Saved data entries
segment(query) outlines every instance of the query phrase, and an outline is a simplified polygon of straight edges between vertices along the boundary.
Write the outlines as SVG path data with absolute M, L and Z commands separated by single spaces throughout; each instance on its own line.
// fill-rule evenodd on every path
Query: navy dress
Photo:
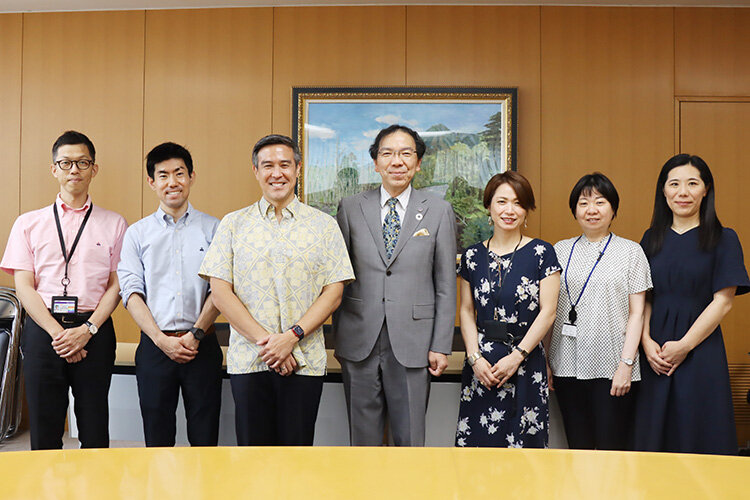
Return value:
M 489 259 L 488 259 L 489 257 Z M 488 262 L 489 260 L 489 262 Z M 482 321 L 494 317 L 493 299 L 498 287 L 498 264 L 506 272 L 497 307 L 498 319 L 516 323 L 521 334 L 539 314 L 539 282 L 560 271 L 555 250 L 547 242 L 534 239 L 519 248 L 511 264 L 511 254 L 496 256 L 483 243 L 469 247 L 461 256 L 459 274 L 471 285 L 477 312 L 479 349 L 495 364 L 511 352 L 511 347 L 485 341 Z M 492 275 L 492 284 L 487 279 Z M 510 268 L 508 268 L 510 266 Z M 456 446 L 546 448 L 549 435 L 547 367 L 541 344 L 529 353 L 518 371 L 501 387 L 484 387 L 468 362 L 461 375 Z
M 643 235 L 645 247 L 649 231 Z M 679 340 L 722 288 L 750 291 L 737 234 L 724 228 L 713 252 L 698 247 L 698 228 L 668 229 L 649 258 L 654 282 L 651 338 Z M 645 359 L 645 357 L 643 358 Z M 657 375 L 644 364 L 635 420 L 635 449 L 737 454 L 737 435 L 721 327 L 693 349 L 675 372 Z

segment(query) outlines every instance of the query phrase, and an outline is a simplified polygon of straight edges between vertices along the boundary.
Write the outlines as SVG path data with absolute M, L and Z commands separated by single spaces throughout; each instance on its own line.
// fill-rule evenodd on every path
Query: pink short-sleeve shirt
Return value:
M 69 252 L 91 205 L 91 197 L 82 208 L 69 207 L 60 195 L 55 203 Z M 109 274 L 117 271 L 122 238 L 127 227 L 121 215 L 94 205 L 68 265 L 68 295 L 78 297 L 80 312 L 96 309 L 107 290 Z M 53 296 L 62 295 L 60 280 L 65 275 L 65 260 L 52 205 L 27 212 L 16 219 L 0 269 L 9 274 L 15 271 L 33 272 L 36 291 L 47 307 L 50 307 Z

:: About this exercise ::
Your copy of the records above should be exact and contain no pictures.

:: Task result ::
segment(query) outlines every instance of the query phrase, and an outline is a simplified polygon of straight edges between vertices along the boundary.
Write the outlines as SVG path data with absolute M, L and Z commands separated by single spaces throughout; each instance on its own line.
// fill-rule evenodd on every path
Query: navy dress
Photo:
Return value:
M 489 259 L 488 259 L 489 257 Z M 488 262 L 489 260 L 489 262 Z M 482 321 L 494 317 L 493 299 L 498 287 L 498 264 L 506 272 L 497 307 L 498 319 L 516 323 L 521 334 L 539 314 L 539 282 L 560 271 L 555 250 L 547 242 L 534 239 L 519 248 L 511 264 L 511 254 L 496 256 L 483 243 L 469 247 L 461 256 L 459 274 L 471 285 L 477 312 L 479 349 L 495 364 L 511 352 L 511 347 L 485 341 Z M 492 275 L 492 284 L 487 279 Z M 510 268 L 508 268 L 510 266 Z M 456 446 L 546 448 L 549 435 L 547 367 L 541 344 L 529 353 L 518 371 L 501 387 L 484 387 L 468 362 L 461 375 Z
M 643 235 L 645 247 L 649 231 Z M 679 340 L 722 288 L 750 291 L 737 234 L 724 228 L 713 252 L 698 247 L 698 228 L 668 229 L 649 258 L 654 282 L 651 338 Z M 645 359 L 645 357 L 643 358 Z M 657 375 L 644 364 L 635 420 L 635 449 L 737 454 L 737 435 L 721 327 L 693 349 L 675 372 Z

segment(query) outlines every instance of the query phrase, and an outline is a simplified polygon of straight edges between vertices along the boundary.
Write the outlines as SVG path data with absolute M, L and Z commands separated by single spaces throughout; each instance on its own line.
// fill-rule evenodd on every path
Query: pink short-sleeve shirt
Return value:
M 69 252 L 91 205 L 91 197 L 82 208 L 69 207 L 60 195 L 55 203 Z M 109 274 L 117 271 L 122 238 L 127 227 L 121 215 L 94 205 L 68 265 L 68 295 L 78 297 L 80 312 L 96 309 L 107 290 Z M 53 296 L 62 295 L 60 280 L 65 275 L 65 260 L 52 205 L 27 212 L 16 219 L 0 269 L 9 274 L 15 271 L 33 272 L 36 291 L 47 307 L 50 307 Z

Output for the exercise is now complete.